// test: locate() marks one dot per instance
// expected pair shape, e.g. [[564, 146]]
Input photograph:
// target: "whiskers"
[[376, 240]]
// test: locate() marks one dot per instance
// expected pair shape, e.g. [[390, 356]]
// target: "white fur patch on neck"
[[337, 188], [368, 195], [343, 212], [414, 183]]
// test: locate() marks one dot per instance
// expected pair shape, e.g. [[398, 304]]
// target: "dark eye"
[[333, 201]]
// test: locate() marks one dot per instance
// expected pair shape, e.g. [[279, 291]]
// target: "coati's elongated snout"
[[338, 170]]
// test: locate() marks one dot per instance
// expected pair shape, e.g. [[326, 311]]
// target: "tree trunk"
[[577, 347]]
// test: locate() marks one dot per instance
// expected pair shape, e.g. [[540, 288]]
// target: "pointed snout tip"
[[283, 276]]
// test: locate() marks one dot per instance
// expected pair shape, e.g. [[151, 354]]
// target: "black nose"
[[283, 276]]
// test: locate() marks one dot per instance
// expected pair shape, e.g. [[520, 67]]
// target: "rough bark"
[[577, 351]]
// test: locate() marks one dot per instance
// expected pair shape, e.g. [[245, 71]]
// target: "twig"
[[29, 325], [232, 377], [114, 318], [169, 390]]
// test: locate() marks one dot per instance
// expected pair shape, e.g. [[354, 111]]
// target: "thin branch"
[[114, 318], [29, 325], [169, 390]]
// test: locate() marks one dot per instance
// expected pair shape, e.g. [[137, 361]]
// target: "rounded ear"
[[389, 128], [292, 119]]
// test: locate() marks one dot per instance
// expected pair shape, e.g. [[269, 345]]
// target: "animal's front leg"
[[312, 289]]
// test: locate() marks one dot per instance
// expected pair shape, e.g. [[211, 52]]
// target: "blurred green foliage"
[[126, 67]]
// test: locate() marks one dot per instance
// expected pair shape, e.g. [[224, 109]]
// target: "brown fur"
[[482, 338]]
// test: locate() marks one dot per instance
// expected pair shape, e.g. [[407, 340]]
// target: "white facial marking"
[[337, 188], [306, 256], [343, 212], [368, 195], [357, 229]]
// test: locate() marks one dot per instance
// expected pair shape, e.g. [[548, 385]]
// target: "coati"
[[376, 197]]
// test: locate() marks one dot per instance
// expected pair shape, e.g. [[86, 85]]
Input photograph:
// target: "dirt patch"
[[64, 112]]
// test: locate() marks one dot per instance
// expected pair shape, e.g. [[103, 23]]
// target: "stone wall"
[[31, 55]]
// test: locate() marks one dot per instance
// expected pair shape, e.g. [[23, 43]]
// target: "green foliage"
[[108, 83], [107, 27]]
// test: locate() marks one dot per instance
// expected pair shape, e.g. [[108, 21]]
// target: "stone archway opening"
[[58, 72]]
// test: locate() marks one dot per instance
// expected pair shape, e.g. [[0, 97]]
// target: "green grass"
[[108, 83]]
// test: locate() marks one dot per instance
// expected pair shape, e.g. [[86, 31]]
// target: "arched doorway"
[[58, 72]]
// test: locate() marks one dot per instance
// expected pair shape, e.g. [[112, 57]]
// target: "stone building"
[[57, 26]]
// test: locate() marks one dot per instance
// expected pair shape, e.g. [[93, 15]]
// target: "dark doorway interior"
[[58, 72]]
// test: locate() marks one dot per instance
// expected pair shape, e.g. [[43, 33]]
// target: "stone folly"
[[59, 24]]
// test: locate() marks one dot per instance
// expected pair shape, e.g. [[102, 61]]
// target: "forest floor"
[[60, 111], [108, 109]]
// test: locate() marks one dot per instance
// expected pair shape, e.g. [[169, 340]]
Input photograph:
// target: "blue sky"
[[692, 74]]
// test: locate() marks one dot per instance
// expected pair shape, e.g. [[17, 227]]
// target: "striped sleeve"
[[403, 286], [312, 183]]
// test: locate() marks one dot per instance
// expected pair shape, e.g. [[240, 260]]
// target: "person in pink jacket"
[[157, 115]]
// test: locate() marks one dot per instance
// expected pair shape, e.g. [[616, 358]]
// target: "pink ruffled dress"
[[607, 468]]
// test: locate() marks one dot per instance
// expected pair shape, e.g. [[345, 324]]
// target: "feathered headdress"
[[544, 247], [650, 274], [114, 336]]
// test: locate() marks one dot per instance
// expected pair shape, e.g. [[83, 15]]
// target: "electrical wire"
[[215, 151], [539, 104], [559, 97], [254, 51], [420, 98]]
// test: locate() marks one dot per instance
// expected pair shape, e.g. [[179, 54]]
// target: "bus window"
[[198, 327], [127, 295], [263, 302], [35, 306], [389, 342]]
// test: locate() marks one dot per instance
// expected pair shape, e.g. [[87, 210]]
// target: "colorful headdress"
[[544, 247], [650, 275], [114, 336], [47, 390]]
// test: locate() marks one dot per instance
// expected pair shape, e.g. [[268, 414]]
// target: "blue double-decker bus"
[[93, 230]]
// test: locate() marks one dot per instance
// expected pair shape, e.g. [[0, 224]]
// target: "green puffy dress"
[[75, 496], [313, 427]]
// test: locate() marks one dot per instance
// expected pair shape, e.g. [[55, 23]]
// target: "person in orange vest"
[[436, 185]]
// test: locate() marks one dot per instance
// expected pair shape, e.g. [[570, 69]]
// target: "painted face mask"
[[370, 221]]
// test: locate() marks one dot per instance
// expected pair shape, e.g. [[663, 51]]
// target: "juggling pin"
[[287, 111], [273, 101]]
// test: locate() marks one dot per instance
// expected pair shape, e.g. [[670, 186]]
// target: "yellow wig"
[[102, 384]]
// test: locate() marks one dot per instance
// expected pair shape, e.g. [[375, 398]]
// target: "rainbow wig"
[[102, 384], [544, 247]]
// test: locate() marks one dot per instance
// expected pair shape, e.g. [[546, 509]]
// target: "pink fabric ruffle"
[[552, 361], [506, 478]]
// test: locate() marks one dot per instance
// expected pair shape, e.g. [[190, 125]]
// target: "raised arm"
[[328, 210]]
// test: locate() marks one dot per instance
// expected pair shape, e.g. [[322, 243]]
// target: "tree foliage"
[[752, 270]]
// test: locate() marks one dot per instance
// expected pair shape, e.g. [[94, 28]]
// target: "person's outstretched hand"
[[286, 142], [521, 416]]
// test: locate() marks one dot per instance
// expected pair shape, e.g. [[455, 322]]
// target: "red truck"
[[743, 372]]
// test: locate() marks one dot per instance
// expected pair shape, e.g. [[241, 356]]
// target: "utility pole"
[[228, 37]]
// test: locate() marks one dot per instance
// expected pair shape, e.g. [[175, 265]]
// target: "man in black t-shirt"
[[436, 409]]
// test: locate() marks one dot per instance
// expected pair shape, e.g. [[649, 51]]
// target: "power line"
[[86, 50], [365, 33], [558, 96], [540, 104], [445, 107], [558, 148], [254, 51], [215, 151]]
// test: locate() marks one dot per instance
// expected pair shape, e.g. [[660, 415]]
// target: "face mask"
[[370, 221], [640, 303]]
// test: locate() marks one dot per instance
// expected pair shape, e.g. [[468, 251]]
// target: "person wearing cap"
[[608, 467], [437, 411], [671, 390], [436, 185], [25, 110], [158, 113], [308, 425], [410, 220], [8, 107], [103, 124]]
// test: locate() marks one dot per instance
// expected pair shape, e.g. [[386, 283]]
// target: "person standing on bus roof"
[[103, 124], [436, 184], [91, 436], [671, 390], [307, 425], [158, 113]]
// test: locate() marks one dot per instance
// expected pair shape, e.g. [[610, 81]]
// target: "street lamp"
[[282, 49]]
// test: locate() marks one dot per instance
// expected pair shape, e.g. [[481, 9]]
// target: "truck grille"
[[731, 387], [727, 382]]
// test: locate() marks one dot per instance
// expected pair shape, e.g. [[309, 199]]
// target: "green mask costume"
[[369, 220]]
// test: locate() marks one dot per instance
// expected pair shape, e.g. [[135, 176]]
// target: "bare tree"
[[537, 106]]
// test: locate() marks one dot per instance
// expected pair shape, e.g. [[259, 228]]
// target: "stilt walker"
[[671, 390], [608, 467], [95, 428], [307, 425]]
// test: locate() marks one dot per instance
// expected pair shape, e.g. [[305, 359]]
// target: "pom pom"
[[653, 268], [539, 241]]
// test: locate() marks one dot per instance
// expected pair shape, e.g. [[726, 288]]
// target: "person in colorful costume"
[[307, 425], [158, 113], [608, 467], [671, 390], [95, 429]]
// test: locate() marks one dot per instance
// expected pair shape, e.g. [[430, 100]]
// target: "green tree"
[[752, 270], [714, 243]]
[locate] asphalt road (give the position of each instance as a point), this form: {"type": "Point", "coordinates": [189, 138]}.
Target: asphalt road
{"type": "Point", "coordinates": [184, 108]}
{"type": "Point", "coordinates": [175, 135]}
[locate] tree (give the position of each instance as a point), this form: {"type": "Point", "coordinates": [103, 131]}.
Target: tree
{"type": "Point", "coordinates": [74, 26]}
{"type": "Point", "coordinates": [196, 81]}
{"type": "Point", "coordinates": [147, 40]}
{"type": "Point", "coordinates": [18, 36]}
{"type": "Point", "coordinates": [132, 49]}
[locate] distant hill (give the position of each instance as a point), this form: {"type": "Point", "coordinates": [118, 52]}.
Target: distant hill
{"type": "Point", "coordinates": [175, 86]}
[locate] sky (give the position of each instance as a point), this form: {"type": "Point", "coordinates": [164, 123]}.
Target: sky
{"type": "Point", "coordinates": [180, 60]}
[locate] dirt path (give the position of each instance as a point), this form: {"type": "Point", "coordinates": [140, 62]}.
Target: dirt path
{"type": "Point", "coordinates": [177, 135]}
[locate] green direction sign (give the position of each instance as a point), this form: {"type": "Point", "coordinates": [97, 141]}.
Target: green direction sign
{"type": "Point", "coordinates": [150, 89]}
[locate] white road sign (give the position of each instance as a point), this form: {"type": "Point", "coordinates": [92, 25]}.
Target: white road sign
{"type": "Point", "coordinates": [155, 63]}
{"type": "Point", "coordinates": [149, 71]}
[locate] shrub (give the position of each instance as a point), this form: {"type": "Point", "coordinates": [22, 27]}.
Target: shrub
* * * * *
The expected answer is a copy of each line in the listing above that contains "shrub".

### OUTPUT OF THE TASK
[locate] shrub (give the position of each instance as a point), this form: {"type": "Point", "coordinates": [22, 27]}.
Target: shrub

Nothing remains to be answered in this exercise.